Start of Block

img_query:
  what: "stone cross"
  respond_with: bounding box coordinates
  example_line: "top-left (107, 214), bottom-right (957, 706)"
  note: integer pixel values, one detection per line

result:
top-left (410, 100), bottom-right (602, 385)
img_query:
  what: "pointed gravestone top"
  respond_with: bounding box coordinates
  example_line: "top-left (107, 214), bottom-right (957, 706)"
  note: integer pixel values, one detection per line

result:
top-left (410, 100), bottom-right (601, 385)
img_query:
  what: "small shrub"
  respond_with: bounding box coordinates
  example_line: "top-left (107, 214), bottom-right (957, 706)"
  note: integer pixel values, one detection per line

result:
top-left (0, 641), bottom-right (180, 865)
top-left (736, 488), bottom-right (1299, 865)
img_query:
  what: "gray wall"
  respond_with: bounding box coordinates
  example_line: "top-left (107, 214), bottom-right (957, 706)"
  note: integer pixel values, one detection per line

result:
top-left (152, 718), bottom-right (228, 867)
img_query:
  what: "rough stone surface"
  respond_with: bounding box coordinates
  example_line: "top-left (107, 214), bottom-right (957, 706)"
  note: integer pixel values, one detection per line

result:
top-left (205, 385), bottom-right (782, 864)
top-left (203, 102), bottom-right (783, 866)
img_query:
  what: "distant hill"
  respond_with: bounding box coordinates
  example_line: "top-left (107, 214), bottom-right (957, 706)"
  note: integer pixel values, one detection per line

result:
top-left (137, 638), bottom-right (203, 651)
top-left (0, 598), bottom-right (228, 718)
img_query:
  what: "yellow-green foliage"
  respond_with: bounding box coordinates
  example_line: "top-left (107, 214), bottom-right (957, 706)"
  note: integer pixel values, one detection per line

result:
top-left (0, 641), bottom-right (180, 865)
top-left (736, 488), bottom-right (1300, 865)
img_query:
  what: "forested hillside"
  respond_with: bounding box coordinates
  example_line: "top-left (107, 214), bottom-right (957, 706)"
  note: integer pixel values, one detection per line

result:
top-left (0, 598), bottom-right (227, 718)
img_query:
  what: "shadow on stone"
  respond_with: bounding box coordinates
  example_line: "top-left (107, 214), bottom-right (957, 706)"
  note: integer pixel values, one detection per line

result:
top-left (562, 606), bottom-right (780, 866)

End of Block

» WORK REQUEST: Transcribe the records in full, so that each line reads exactly as before.

» FINISHED EXERCISE:
img_query:
  what: "stone cross"
  respond_with: bounding box coordinates
  example_line: "top-left (107, 214), bottom-right (957, 706)"
  note: integer pixel values, one detection per line

result:
top-left (410, 100), bottom-right (602, 385)
img_query:
  what: "pointed gravestone top"
  respond_with: bounding box coordinates
  example_line: "top-left (107, 214), bottom-right (957, 706)"
  note: integer pixel values, one detection per line

result:
top-left (410, 100), bottom-right (601, 385)
img_query:
  what: "small shrub"
  respond_with: bounding box coordinates
  example_line: "top-left (107, 214), bottom-right (957, 706)"
  note: integer pixel values, one detection per line

result:
top-left (0, 641), bottom-right (180, 865)
top-left (736, 488), bottom-right (1299, 865)
img_query:
  what: "gray wall"
  respond_with: bounding box coordinates
  example_line: "top-left (107, 214), bottom-right (957, 706)"
  note: integer pixel values, one detection per line

result:
top-left (152, 718), bottom-right (228, 867)
img_query:
  what: "rough stone surface"
  respond_with: bounding box coordinates
  example_line: "top-left (107, 214), bottom-right (957, 706)"
  note: integer pixel values, one detection per line

result:
top-left (205, 385), bottom-right (782, 864)
top-left (203, 102), bottom-right (783, 866)
img_query:
  what: "distant hill"
  respond_with: bounding box coordinates
  example_line: "top-left (107, 214), bottom-right (957, 706)"
  note: integer pixel values, one detection per line

result:
top-left (137, 638), bottom-right (203, 651)
top-left (0, 598), bottom-right (228, 718)
img_query:
  what: "yellow-green foliage"
  respond_with: bounding box coordinates
  example_line: "top-left (107, 214), bottom-right (957, 706)"
  note: integer pixel values, one detection per line

result:
top-left (0, 641), bottom-right (180, 865)
top-left (736, 488), bottom-right (1300, 865)
img_query:
  what: "forested hillside"
  respond_with: bounding box coordinates
  example_line: "top-left (107, 214), bottom-right (957, 706)"
  note: integer pixel values, one detection per line

result:
top-left (0, 598), bottom-right (227, 718)
img_query:
  what: "shadow on stone"
  respond_with: bounding box coordinates
  example_line: "top-left (107, 214), bottom-right (957, 706)"
  note: integer pixel values, one detection per line

result:
top-left (562, 606), bottom-right (780, 866)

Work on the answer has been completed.